■ Goal 1 ■
In the information-theory excerpt below, why does the mutual information I(X;Y) quantify the overall correlational relation between the observables of X and Y? Answer in one to three sentences.

■ Text excerpt ■
Moreover, we identify a finite set of features \(\{f_1, \dots , f_n\} \subseteq \mathcal {F}\) with the product of random variables \(f_1\times \dots \times f_n:\Omega \rightarrow R(f_1)\times \dots \times R(f_n)\). Under this definition, the probability distribution for a feature set is identical to the joint probability distribution of the random variables (features) involved.

By viewing feature sets, say S and T, as random variables, we can apply many useful information theoretical indices to S and T. Such indices include information entropy \(H(S)\), mutual information \(I(S;T)\), normalized mutual information \(\mathrm {NMI}(S;T)\), Bayesian risk \(\mathrm {Br}(S;T)\) and complementary Bayesian risk \(\overline{\mathrm {Br}}(S;T)\). In general, these indices are defined as follows for arbitrary random variables X and Y:

$$\begin{aligned}&H(X) = - \sum _{x\in R(X)}\Pr (X = x)\log _2\Pr (X = x); \\ {}&I(X;Y) = \sum _{(x, y)\in R(X)\times R(Y)} \biggl [\Pr (X = x, Y = y) \cdot \log _2\frac{\Pr (X = x, Y = y)}{\Pr (X = x)\Pr (Y = y)}\biggr ]; \\ {}&\mathrm {NMI}(X;Y) = \frac{2\cdot I(X;Y)}{H(X) + H(Y)}; \\ {}&\mathrm {Br}(X;Y) = 1 - \sum _{x\in R(X)} \max _{y\in R(Y)} \Pr (X = x, Y = y); \\ {}&\overline{\mathrm {Br}}(X;Y) = 1 - \mathrm {Br}(X;Y). \end{aligned}$$

In the equations above, we assume that the range R(X) and R(Y) of random variables X and Y are finite, but however, these indices can be defined for more general settings: A random variable \(X: \Omega \rightarrow R(X)\) is a measurable function from a probability space \((\Omega , \Sigma , p)\) to a measure space \((R(X), \mathcal {A}, \mu )\), and a Radon-Nikodym derivative of \(p\circ X^{-1}\) (probability density function) \(f:R(X) \rightarrow \mathbb {R}\), if present, satisfies \(\displaystyle \Pr [X \in A] {\mathop {=}\limits ^{\triangle }} p(X^{-1}(A)) = \int _A f d\mu \) for any \(A\in \mathcal {A}\). Therefore, the information entropy \(H(X)\) of X, for example, is defined by \(\displaystyle H(X) = \int _{R(X)} - f \log _2 f d\mu \).

The Shannon information (or information content) of an event observing a value x for a random variable X is defined by \(- \log _2 \Pr [X = x]\). It is interpreted as the quantity of information that the event carries, and the information entropy H(X) is the mean across all the possible observables of X. Moreover, when we simultaneously observe \(X = x\) and \(Y = y\), \(- \log _2 \Pr [X = x] - \log _2 \Pr [Y = y] - (- \log _2 Pr[X = x, Y = y])\) quantifies the overlap of Shannon information between the events of \(X = x\) and \(Y = y\). The mutual information \(I(X;Y)\) is the mean of the overlap, and therefore, quantifies overall correlational relation between observables of X and Y. In fact, we have:

  • \(I(X;Y) = 0\), if, and only if, X is independent of Y;

  • \(I(X;Y) = H(Y)\), if, and only if, Y is totally dependent on X, that is, \(\Pr [Y = y \mid X = x]\) is either 0 or 1 for any x and y.

■ Material supplied ■
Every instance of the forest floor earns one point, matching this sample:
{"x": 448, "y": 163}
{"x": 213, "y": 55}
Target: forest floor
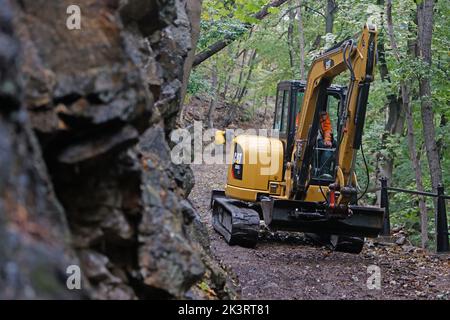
{"x": 287, "y": 266}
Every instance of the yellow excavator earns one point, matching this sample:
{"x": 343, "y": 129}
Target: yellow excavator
{"x": 292, "y": 182}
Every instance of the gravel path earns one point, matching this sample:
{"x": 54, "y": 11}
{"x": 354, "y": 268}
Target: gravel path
{"x": 286, "y": 266}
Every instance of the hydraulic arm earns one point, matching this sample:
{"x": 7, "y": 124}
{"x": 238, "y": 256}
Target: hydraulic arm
{"x": 359, "y": 59}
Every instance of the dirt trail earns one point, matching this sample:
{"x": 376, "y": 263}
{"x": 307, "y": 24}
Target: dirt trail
{"x": 287, "y": 267}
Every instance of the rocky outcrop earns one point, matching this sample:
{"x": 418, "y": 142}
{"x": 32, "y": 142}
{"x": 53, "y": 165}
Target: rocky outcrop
{"x": 102, "y": 101}
{"x": 33, "y": 231}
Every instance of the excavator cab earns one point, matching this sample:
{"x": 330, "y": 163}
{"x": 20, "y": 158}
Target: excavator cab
{"x": 288, "y": 106}
{"x": 292, "y": 182}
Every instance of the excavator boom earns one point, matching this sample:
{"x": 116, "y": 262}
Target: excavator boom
{"x": 299, "y": 195}
{"x": 359, "y": 59}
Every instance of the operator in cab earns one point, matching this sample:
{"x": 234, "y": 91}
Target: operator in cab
{"x": 325, "y": 142}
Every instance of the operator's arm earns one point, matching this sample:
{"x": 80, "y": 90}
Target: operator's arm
{"x": 325, "y": 125}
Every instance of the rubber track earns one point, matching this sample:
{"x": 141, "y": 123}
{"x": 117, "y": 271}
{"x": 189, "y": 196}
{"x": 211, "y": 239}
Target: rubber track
{"x": 238, "y": 224}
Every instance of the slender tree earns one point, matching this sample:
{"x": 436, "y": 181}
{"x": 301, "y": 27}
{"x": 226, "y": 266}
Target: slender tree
{"x": 404, "y": 87}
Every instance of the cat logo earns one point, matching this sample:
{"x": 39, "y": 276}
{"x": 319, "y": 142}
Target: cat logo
{"x": 328, "y": 63}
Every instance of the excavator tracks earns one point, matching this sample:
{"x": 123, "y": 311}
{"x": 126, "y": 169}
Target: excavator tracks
{"x": 238, "y": 224}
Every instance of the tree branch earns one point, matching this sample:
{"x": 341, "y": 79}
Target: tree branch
{"x": 220, "y": 45}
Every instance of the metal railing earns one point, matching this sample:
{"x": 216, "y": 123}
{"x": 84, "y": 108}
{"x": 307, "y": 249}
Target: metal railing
{"x": 442, "y": 235}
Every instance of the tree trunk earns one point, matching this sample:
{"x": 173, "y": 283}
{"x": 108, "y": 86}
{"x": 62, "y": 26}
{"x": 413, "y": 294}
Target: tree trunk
{"x": 220, "y": 45}
{"x": 193, "y": 8}
{"x": 241, "y": 75}
{"x": 425, "y": 30}
{"x": 301, "y": 41}
{"x": 251, "y": 66}
{"x": 329, "y": 20}
{"x": 410, "y": 124}
{"x": 291, "y": 42}
{"x": 395, "y": 115}
{"x": 215, "y": 93}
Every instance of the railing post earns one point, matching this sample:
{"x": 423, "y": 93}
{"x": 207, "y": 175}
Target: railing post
{"x": 384, "y": 203}
{"x": 442, "y": 244}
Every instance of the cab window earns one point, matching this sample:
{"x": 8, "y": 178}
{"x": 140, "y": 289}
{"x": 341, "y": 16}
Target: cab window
{"x": 279, "y": 110}
{"x": 281, "y": 115}
{"x": 284, "y": 123}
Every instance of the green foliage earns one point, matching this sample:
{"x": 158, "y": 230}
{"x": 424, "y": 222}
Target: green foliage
{"x": 197, "y": 84}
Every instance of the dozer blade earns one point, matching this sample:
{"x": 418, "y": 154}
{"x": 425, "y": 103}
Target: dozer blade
{"x": 303, "y": 216}
{"x": 237, "y": 223}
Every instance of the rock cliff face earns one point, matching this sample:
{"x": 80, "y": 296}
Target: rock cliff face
{"x": 101, "y": 101}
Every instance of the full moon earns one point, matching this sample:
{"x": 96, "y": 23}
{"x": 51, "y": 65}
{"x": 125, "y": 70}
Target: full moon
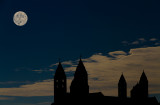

■ Goal 2 ■
In the records above, rewrite every line from the one containing "Every instance of the tree trunk" through the end of the records, requests included. Multiply each coordinate in the answers by 0.3 and round it to a whole number, with halves rounded up. Leave the coordinates in the requests and their format samples unchanged, and omit the pictures.

■ Result 1 ■
When X = x and Y = y are observed together, the quantity −log₂Pr[X = x] − log₂Pr[Y = y] − (−log₂Pr[X = x, Y = y]) measures how much the Shannon information of the two events overlaps. The mutual information I(X;Y) is the mean of this overlap. It therefore quantifies the overall correlational relation between observables of X and Y.

■ Result 2 ■
Every instance of the tree trunk earns one point, matching this sample:
{"x": 173, "y": 283}
{"x": 108, "y": 86}
{"x": 62, "y": 26}
{"x": 413, "y": 294}
Target: tree trunk
{"x": 66, "y": 14}
{"x": 58, "y": 2}
{"x": 72, "y": 23}
{"x": 128, "y": 9}
{"x": 90, "y": 12}
{"x": 75, "y": 20}
{"x": 99, "y": 6}
{"x": 123, "y": 37}
{"x": 87, "y": 13}
{"x": 119, "y": 35}
{"x": 65, "y": 28}
Every instance of the railing post earns one point, matching this sample:
{"x": 423, "y": 93}
{"x": 207, "y": 175}
Target: railing post
{"x": 115, "y": 61}
{"x": 133, "y": 73}
Every instance of the cab window earns one point, matching this sample:
{"x": 8, "y": 178}
{"x": 140, "y": 289}
{"x": 341, "y": 16}
Target: cab window
{"x": 84, "y": 33}
{"x": 84, "y": 35}
{"x": 85, "y": 37}
Every instance of the green foliage earns one point, matching this sample:
{"x": 158, "y": 230}
{"x": 424, "y": 222}
Target: green foliage
{"x": 59, "y": 25}
Every instance of the dozer blade earns one point, matching this sample:
{"x": 418, "y": 154}
{"x": 425, "y": 103}
Target: dozer blade
{"x": 91, "y": 65}
{"x": 71, "y": 67}
Every instance of the rock cliff face earns one point, matching this sample:
{"x": 80, "y": 296}
Target: rock cliff face
{"x": 30, "y": 30}
Every instance of the full moon earns one point, matching this sample:
{"x": 96, "y": 23}
{"x": 51, "y": 65}
{"x": 125, "y": 70}
Target: full moon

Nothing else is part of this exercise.